### Document excerpt

Subject Area General and Comparative Linguistics, Experimental Linguistics, Typology, Non-European Languages
Term since 2021
Project identifier Deutsche Forschungsgemeinschaft (DFG) - Project number 461344558
 
The aim of the project is to investigate the grammatical expression of the so-called information structure in languages of northern Ghana. The term information structure is understood to mean the formal identification of sentence parts according to various parameters that determine their information content. For example, the languages of Europe differentiate known from unknown or unexpected information in a sentence by marking them with different accents. In the languages of West Africa this is not possible to the same extent due to the fact that they are tonal languages. Therefore, these languages use other, morphological or syntactic strategies to express the distinctions mentioned. The languages of northern Ghana are characterized by an inventory of hitherto hardly explored particles above the predicate, which can have interesting information-structural functions. They interact with other properties that are also assumed in this syntactic domain, such as negation, aspect, evidentiality, or transitivity. In the project, mainly 5 languages from the family of the Mabia languages are to be examined using standardized methods. The distribution of the particles, their function and interpretation in relation to information structure, as well as their syntactic position in the sentence and their interaction with other properties of the predicate are to be investigated in detail. The aim of this research is to test the hypothesis that languages which, due to their prosodic properties, do not allow pragmatically motivated pitch accents, use other grammatical modes to express the information structure assumed to be universal.

(Rows of box annotation data)
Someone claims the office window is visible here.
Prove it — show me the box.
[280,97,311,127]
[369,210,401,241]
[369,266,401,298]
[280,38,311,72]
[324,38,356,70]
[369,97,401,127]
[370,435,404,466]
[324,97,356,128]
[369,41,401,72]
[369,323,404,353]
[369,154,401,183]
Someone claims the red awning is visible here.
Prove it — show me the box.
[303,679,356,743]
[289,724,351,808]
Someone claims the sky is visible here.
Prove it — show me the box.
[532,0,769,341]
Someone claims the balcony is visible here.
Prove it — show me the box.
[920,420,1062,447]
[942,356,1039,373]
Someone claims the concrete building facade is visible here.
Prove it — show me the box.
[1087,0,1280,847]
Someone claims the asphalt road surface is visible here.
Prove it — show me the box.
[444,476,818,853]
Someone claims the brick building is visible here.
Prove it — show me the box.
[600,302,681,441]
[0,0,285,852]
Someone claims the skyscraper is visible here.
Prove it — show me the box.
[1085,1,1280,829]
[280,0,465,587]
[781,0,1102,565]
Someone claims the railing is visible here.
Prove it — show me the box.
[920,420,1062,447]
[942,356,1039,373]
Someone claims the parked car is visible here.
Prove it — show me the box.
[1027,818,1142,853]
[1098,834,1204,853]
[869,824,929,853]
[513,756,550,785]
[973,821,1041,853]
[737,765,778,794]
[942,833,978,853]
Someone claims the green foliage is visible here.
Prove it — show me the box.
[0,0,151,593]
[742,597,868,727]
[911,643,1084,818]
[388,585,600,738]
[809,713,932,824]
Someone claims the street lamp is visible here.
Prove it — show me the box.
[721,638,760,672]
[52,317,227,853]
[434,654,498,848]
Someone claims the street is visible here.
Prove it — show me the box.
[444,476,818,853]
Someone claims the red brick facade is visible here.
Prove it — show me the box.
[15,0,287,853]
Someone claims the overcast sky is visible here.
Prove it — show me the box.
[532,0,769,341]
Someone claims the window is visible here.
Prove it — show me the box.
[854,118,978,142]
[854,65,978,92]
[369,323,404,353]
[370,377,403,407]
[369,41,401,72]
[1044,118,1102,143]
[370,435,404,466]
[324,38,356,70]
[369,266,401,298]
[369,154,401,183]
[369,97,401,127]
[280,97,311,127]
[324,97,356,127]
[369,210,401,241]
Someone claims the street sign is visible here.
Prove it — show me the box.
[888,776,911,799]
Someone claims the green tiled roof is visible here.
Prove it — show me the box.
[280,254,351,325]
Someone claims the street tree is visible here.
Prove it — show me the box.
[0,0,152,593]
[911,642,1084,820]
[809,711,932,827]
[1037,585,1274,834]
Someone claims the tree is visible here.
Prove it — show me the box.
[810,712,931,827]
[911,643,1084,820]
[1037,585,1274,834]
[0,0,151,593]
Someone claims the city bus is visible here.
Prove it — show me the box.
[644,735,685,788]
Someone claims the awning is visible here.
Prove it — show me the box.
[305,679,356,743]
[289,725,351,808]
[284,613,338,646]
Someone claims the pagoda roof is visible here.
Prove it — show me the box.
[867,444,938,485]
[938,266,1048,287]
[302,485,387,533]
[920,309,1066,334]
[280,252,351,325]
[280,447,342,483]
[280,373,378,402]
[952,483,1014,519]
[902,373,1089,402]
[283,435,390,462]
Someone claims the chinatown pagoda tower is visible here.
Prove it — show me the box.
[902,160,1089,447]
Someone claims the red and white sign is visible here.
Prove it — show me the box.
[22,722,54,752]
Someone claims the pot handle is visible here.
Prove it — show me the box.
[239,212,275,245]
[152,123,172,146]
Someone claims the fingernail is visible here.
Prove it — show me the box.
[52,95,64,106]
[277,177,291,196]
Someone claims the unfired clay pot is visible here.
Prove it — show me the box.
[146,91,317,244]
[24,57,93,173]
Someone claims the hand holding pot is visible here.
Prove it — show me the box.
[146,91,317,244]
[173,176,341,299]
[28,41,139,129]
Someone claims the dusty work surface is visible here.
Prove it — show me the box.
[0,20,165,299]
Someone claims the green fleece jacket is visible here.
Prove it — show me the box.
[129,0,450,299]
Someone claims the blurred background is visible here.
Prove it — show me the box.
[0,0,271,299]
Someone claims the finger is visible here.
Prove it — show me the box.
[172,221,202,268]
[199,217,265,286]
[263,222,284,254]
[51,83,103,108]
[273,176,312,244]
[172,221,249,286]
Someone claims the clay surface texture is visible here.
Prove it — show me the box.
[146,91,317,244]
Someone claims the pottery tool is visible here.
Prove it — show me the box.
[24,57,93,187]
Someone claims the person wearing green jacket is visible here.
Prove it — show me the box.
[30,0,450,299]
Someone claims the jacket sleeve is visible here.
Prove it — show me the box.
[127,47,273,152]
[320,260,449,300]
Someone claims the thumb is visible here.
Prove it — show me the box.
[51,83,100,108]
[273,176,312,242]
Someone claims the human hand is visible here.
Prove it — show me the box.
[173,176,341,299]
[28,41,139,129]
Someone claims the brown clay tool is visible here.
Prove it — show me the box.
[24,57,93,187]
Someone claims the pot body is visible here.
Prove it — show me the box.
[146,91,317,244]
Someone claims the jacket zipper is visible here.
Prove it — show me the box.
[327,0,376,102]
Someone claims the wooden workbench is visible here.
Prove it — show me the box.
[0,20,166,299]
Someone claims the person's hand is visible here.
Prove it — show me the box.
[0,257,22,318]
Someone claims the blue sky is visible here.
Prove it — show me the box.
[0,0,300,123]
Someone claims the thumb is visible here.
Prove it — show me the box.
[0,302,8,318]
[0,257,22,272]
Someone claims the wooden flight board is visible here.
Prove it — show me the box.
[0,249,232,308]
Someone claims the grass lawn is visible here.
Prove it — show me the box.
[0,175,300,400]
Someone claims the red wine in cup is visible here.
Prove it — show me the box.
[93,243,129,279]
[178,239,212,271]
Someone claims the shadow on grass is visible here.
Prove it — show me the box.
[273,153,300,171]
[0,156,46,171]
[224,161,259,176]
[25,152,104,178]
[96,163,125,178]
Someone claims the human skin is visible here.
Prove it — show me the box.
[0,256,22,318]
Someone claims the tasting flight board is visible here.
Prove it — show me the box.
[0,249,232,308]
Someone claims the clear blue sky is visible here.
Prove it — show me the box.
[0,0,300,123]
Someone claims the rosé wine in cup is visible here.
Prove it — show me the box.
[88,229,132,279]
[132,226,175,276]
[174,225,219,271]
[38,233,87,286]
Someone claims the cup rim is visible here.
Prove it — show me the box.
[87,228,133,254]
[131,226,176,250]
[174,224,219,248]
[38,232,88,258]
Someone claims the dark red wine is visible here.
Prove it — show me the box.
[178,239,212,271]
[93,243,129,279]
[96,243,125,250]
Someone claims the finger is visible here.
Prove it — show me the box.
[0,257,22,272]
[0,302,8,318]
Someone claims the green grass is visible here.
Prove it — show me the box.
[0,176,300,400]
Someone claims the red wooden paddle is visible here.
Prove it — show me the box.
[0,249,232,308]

### Exercise set
A: Decide whether each statement agrees with the project description: (i) the project has run since 2021; (ii) the project will mainly examine seven Mabia languages; (iii) West African languages mark known versus unknown information with accents to the same extent as European languages. Answer yes or no for each, and quote the deciding words of the project description.
B: According to the project description, which other properties of the syntactic domain above the predicate interact with the particles?

### Solution list
A:
(i) Yes: "Term since 2021"
(ii) No: "mainly 5 languages from the family of the Mabia languages are to be examined"
(iii) No: "In the languages of West Africa this is not possible to the same extent due to the fact that they are tonal languages."

B: They interact with negation, aspect, evidentiality, or transitivity.